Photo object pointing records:
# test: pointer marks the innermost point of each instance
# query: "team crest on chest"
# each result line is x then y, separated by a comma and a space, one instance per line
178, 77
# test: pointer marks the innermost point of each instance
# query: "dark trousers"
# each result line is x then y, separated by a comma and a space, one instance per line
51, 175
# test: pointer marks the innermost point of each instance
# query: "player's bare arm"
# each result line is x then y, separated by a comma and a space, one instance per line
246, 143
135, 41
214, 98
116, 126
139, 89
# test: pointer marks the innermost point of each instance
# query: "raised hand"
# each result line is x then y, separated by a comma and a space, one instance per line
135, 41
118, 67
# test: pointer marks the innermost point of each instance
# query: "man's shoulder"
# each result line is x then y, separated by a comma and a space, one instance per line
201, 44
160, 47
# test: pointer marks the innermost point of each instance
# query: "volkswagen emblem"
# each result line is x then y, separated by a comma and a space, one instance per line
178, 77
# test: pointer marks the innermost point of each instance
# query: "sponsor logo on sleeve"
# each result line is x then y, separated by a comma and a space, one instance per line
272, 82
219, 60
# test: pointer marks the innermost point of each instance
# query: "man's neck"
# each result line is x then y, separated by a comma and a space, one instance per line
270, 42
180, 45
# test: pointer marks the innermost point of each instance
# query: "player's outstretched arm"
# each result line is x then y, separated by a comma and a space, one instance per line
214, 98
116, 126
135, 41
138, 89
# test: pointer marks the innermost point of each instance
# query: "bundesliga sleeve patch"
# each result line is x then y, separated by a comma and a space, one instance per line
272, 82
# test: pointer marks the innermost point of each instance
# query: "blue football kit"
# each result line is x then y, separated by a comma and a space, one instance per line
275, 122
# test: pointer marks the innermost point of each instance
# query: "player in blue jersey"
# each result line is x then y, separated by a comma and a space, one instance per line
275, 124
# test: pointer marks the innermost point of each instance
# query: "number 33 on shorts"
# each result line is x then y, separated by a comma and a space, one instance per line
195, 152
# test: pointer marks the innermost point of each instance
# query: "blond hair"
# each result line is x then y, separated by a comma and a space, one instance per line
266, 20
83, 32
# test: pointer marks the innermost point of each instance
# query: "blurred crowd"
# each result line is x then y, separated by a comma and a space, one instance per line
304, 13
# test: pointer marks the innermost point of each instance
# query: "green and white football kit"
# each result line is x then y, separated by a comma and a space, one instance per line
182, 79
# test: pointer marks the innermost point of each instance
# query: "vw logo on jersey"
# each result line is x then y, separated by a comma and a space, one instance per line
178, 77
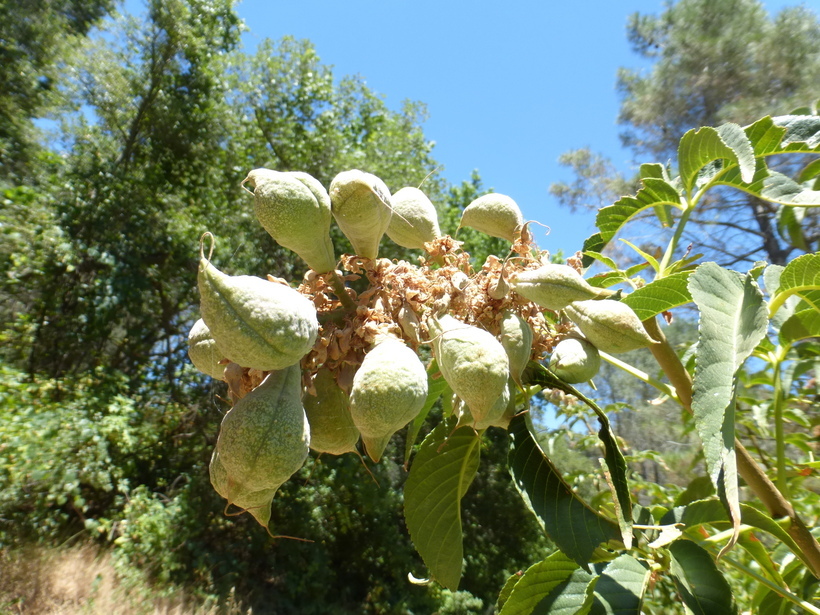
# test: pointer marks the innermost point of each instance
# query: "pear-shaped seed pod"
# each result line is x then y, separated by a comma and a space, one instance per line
494, 214
258, 503
263, 441
611, 326
516, 338
256, 323
553, 286
203, 352
294, 208
389, 389
332, 429
362, 207
264, 438
414, 221
472, 362
575, 360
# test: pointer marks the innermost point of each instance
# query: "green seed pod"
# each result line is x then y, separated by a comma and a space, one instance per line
472, 362
575, 360
362, 207
389, 389
611, 326
258, 324
258, 503
553, 286
294, 208
332, 429
516, 338
414, 221
494, 214
203, 352
263, 441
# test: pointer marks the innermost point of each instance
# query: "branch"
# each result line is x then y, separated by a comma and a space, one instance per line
777, 505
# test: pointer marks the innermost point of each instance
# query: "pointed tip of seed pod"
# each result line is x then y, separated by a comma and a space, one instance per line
374, 447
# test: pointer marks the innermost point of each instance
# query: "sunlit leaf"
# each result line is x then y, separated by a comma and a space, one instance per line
801, 276
700, 147
700, 584
660, 295
436, 387
569, 522
654, 192
538, 582
732, 322
440, 475
620, 589
800, 326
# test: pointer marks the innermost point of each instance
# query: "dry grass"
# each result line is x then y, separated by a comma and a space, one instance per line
81, 580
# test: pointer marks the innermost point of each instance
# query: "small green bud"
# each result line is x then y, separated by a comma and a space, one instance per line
494, 214
332, 429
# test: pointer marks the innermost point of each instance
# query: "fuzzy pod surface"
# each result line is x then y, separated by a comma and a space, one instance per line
494, 214
389, 389
473, 362
414, 221
611, 326
294, 208
361, 204
203, 352
332, 430
255, 323
575, 360
516, 338
552, 286
264, 439
257, 503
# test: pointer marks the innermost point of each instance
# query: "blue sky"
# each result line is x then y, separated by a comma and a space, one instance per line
509, 85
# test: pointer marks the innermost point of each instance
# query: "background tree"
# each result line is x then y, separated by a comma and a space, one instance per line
713, 62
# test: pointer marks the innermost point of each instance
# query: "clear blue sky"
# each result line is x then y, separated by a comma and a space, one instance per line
509, 85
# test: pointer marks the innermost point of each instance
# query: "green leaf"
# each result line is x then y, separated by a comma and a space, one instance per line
660, 295
537, 583
506, 591
800, 326
593, 243
615, 462
712, 512
645, 255
620, 589
732, 322
700, 147
571, 524
783, 134
572, 597
436, 387
801, 276
654, 192
700, 584
440, 475
809, 172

EXERCISE:
Quote the records above in full, dropping each picture.

WRITTEN ANSWER:
# test: pointer marks the innermost point of each instance
# query: "team crest on chest"
# each result line is x then y, separated by a comma and a space, one instance per line
178, 77
# test: pointer marks the innermost point of each instance
# query: "dark trousers"
# each result line is x then y, separated by a comma and a space, one instance per line
51, 175
# test: pointer marks the innermost point of each instance
# query: "player's bare arm"
# each result line is x then y, separated by a comma and a space, one instance per line
246, 143
135, 41
214, 98
116, 126
139, 89
# test: pointer marks the innermost point of each instance
# query: "raised hand"
# each result line is x then y, separated by a comma and a space, one instance per line
135, 41
118, 67
# test: pointer marks the innermost point of each instance
# query: "man's shoulder"
# each result line is x then y, separated by a comma and a space, one instance per line
201, 44
160, 47
# test: pointer marks the innermost point of each instance
# query: "volkswagen emblem"
# each result line is x then y, separated by a comma and a space, one instance per line
178, 77
# test: pointer marks the innermost point of each instance
# query: "sponsor logo on sleeve"
# each result line is x then y, separated by a comma and a space, one instance per line
272, 82
219, 60
# test: pointer marks the innermost point of each instance
# query: "man's neck"
# each result line is x then y, separated by a comma and a space, one instance per line
270, 42
180, 45
# test: pointer marks the innermost point of each instance
# query: "player's outstretched arm"
# each result line is x then y, separated by a comma and a space, one instance per line
214, 98
116, 126
135, 41
138, 89
# test: pointer marks the innermost point of each instance
# query: "bundesliga sleeve patch"
# each result line is x then y, separated by a comma and a space, one instance per line
272, 82
# test: pointer marks the innermost point of each instance
# query: "blue football kit"
# each result line is x then y, separated by a comma and a space, one instance per line
275, 122
# test: pointer marks the innermost point of each instance
# query: "player in blue jersey"
# each result line is x then y, separated by a comma and a space, one instance per line
275, 124
# test: pointer marks the innermost point of each instance
# query: "number 33 on shorts"
# each result line is x then y, separated by a comma and a space, one instance per line
195, 152
# test: pointer marks the innermost point of each instance
# query: "blond hair"
# each result line is x then y, separated by a comma and a space, one instance per line
266, 20
83, 32
# test: pointer marks the innermost point of each instance
# query: "blurred crowd"
# each result line is x then y, separated by a comma and a space, one instance per line
304, 13
# test: pointer marks the innermost point of each instance
# query: "green and white football kit"
# each result line is x then y, separated by a comma and a space, one instance per line
182, 79
# test: pointer marks the innermost point of each instance
# query: "vw logo on jersey"
# each result line is x then y, separated by a comma and a space, one instance per line
178, 77
# test: pointer marks the innermost point of each instance
# query: "pear-shaped seed pod"
# each result line is x then y, separated by a comma and a space, one instance per line
494, 214
258, 503
263, 441
611, 326
516, 338
256, 323
553, 286
203, 352
294, 208
389, 389
332, 429
362, 207
264, 438
414, 221
472, 362
575, 360
# test: pointer marks the innermost point of each instance
# query: "green seed pod"
# each result line is x then y, separated by a comma and a space, one instance per line
472, 362
575, 360
362, 207
389, 389
611, 326
258, 324
258, 503
553, 286
294, 208
332, 429
516, 338
414, 221
494, 214
203, 352
263, 441
# test: pointer marks the innermost point of each instance
# query: "branch"
# each result line is x then y, separated by a comma and a space, one instance per line
777, 505
# test: pointer marks the innermost point of each instance
# query: "pointed tip of seed pod"
# each result line is x then y, separated by a comma and a space, one instance per line
374, 447
# test: pointer marks the innermost point of each instance
# query: "sunlit leaf"
# each result line is x then y, separated by a comma and a space, one instance per line
801, 276
700, 147
700, 584
660, 295
436, 387
569, 522
654, 192
538, 582
732, 322
440, 475
620, 589
800, 326
# test: pointer marks the innermost point of each instance
# query: "dry grass"
# each result line is x then y, separated by a comma and a space, one instance per line
81, 580
# test: pointer marks the innermost point of each instance
# query: "small green bud"
# each result line is x then y, separated by a comma and a space, one instance per line
494, 214
332, 429
# test: pointer marks the innermost point of each instance
# query: "fuzzy pod surface"
# each result line is x then y, separated by a comma and a space, one instance per line
494, 214
389, 389
473, 362
414, 221
611, 326
294, 208
361, 204
203, 352
332, 430
255, 323
575, 360
516, 338
552, 286
264, 439
257, 503
# test: pointer marks the innermost point of each instance
# query: "blue sky"
# each result line is x then y, separated by a comma and a space, one instance per line
509, 85
# test: pointer marks the innermost point of each instance
# query: "background tree"
# each result line is x then y, separated by a comma and a space, one instance per line
713, 62
# test: pointer marks the innermost point of each instance
# query: "clear blue sky"
# each result line is x then y, separated by a comma and a space, one instance per line
509, 85
# test: pointer marks the innermost point of each instance
# query: "green leaf"
# each result line is x then y, separated by a comma and a space, one instance per line
660, 295
537, 583
506, 591
800, 326
593, 243
615, 462
712, 512
645, 255
620, 589
732, 322
700, 147
571, 524
783, 134
572, 597
436, 387
801, 276
654, 192
700, 584
440, 475
809, 172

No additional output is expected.